#### [TASK DIRECTIONS]
Every entry should come back exactly as written, minus the pictures.
(SUPPLIED DATA)
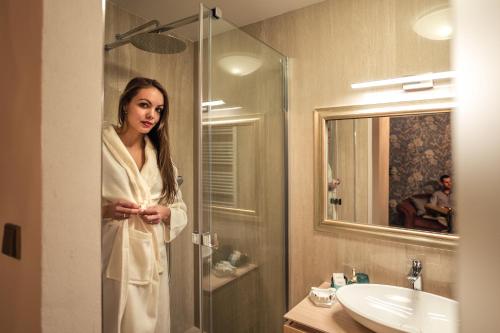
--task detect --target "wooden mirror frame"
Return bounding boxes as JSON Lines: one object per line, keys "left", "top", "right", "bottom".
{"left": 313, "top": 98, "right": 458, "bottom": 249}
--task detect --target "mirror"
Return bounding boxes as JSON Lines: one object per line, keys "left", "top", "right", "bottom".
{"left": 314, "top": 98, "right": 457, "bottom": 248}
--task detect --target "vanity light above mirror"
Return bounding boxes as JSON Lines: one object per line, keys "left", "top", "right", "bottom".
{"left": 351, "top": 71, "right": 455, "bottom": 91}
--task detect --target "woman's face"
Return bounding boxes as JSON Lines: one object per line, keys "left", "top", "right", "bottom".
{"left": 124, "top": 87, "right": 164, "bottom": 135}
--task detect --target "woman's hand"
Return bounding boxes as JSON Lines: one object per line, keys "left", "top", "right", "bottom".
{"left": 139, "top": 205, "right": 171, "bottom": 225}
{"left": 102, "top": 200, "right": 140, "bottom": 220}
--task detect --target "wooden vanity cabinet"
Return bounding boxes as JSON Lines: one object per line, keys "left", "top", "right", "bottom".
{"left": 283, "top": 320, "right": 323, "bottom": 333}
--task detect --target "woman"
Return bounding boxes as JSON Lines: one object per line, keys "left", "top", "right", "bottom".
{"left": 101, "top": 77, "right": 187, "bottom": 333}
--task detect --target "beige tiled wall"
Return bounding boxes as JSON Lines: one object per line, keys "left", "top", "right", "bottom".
(End SUPPLIED DATA)
#### [EXPECTED ANSWER]
--task detect --target "wooden mirror frame"
Return bounding boxes as JSON Lines: one object per line, keys "left", "top", "right", "bottom".
{"left": 313, "top": 98, "right": 458, "bottom": 249}
--task detect --target "mirror"
Return bounding boxes as JSON Lines: one object per line, keys "left", "top", "right", "bottom".
{"left": 314, "top": 98, "right": 457, "bottom": 248}
--task detect --target "vanity light above mirror"
Return bounding boxes as JSON Lines: one object per line, keys "left", "top", "right", "bottom".
{"left": 351, "top": 71, "right": 455, "bottom": 91}
--task detect --target "woman's face"
Return bounding boxes as JSON Lines: one object per line, keys "left", "top", "right", "bottom".
{"left": 124, "top": 87, "right": 164, "bottom": 135}
--task detect --target "woman's hand"
Return bounding boxes as JSON Lines: one object per line, keys "left", "top", "right", "bottom".
{"left": 139, "top": 205, "right": 171, "bottom": 225}
{"left": 102, "top": 200, "right": 140, "bottom": 220}
--task detect --target "wooden vanity cabinet"
Return bounding boxes as JSON Lines: one object per line, keys "left", "top", "right", "bottom".
{"left": 283, "top": 320, "right": 323, "bottom": 333}
--task detect --target "woman"
Return bounding boxes as JSON Lines: one object per line, keys "left", "top", "right", "bottom".
{"left": 101, "top": 77, "right": 187, "bottom": 333}
--task detect --target "beige tiled wall"
Return bounding boxes as JSON Lines: one object per line, keys "left", "top", "right", "bottom".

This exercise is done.